[Excerpts of pointing data]
◆ ◆ ◆ ◆ ◆ ◆ ◆
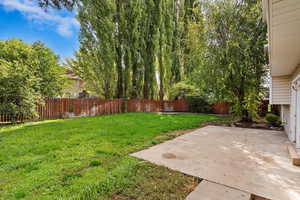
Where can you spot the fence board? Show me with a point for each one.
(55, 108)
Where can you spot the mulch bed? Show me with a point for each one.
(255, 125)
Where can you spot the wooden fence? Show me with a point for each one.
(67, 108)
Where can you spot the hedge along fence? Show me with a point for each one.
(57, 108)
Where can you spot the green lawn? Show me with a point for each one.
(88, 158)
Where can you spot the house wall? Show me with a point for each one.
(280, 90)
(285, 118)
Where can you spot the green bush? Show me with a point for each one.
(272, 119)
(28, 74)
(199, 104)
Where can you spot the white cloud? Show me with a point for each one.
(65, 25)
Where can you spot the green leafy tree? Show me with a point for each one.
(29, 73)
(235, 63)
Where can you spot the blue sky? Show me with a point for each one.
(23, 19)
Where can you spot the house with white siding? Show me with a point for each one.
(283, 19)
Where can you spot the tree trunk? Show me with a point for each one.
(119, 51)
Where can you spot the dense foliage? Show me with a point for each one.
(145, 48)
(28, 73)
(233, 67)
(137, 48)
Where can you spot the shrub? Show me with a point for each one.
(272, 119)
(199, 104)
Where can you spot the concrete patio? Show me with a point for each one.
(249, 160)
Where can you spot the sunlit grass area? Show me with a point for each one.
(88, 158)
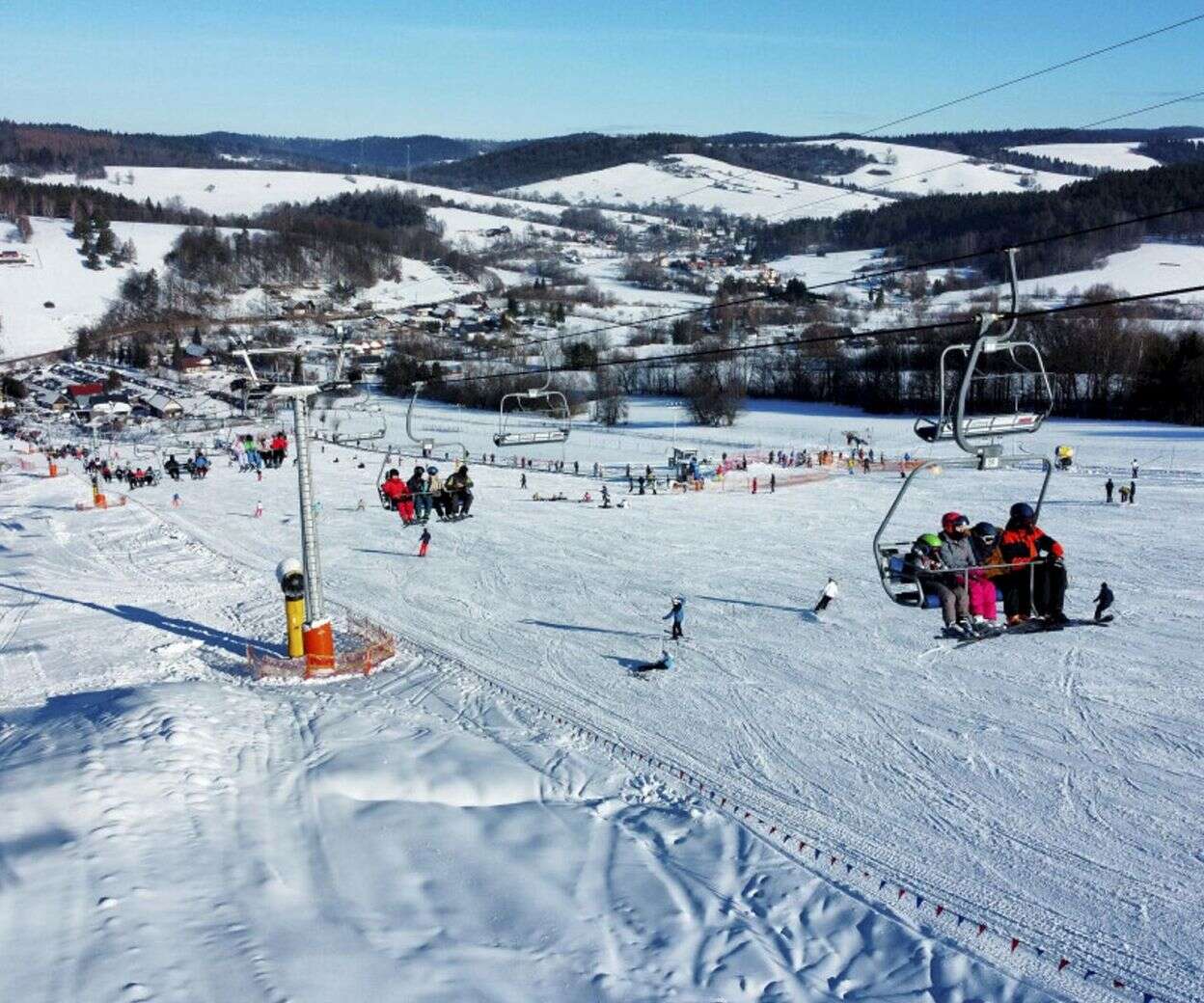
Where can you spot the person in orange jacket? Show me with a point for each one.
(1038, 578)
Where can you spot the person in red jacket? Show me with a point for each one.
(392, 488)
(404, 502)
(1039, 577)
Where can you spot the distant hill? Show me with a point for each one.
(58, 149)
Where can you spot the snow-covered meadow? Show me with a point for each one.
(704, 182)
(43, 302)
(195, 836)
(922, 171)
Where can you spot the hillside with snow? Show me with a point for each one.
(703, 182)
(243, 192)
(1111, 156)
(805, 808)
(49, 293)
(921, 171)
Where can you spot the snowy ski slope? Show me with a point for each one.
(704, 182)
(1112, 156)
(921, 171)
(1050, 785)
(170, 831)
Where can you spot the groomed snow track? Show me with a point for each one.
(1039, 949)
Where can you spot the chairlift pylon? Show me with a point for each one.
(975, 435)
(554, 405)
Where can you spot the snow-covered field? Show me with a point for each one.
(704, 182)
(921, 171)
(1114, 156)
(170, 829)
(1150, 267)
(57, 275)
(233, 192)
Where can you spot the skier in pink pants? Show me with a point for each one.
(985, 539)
◆ ◆ ◆ ◆ ◆ ◆ ◆
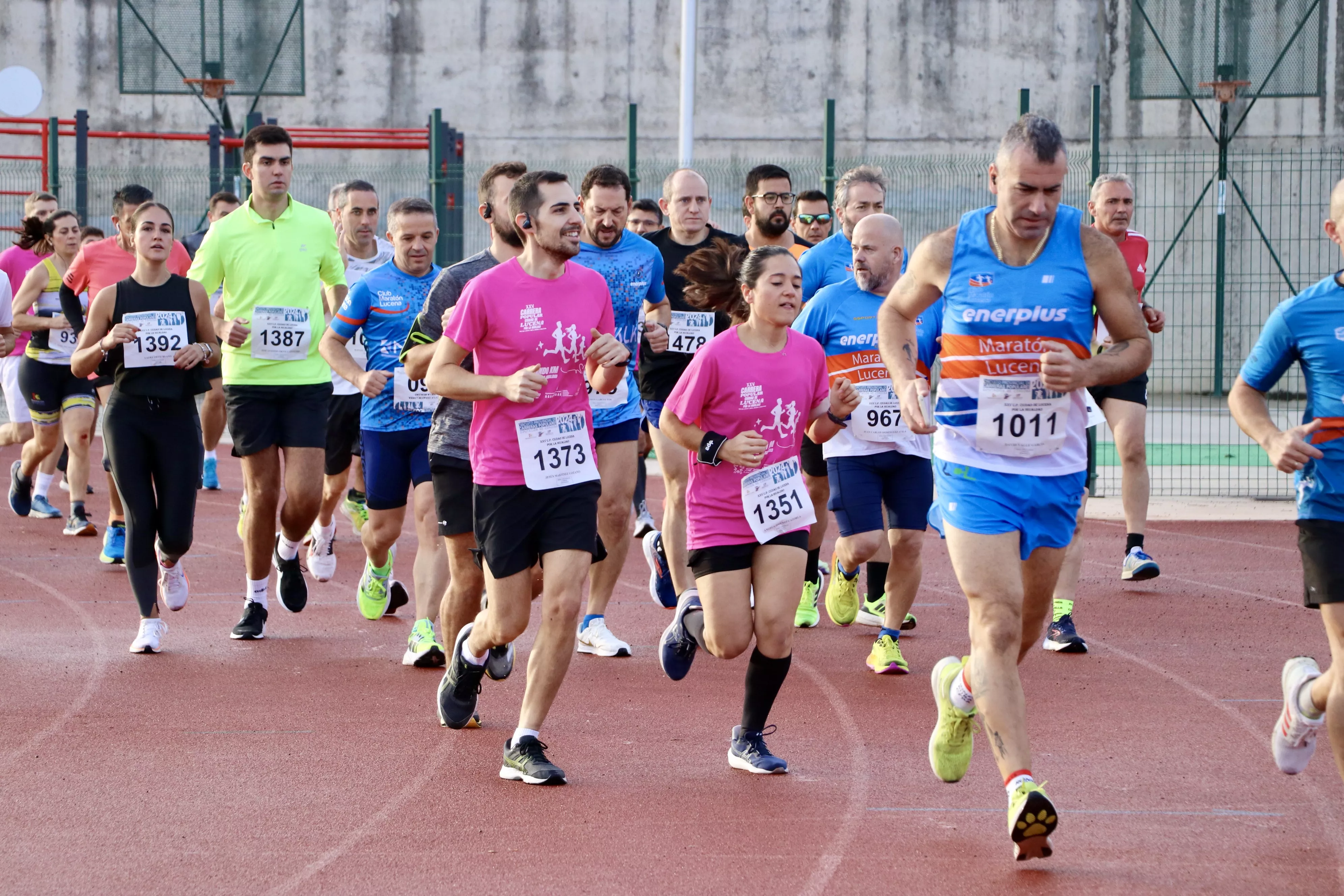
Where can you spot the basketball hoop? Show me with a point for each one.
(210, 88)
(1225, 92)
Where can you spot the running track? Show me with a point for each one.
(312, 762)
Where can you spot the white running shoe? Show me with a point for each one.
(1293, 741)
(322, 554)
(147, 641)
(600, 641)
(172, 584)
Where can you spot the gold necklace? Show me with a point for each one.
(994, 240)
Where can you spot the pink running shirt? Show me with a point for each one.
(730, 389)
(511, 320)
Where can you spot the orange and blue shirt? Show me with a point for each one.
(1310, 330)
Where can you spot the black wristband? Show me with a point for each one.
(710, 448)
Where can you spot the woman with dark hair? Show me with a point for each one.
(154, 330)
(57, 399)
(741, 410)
◆ ◆ ◆ ◆ ◆ ◆ ◆
- [SET PROBLEM]: Show each line of the entries above that contains the word "fence".

- [RESPONSE BELOW]:
Where can you spot the fence board? Show me with a point for each one.
Where can you spot the wooden fence? Show me with a point for each one.
Where can you spot the hedge along fence? Show me with a point for each one.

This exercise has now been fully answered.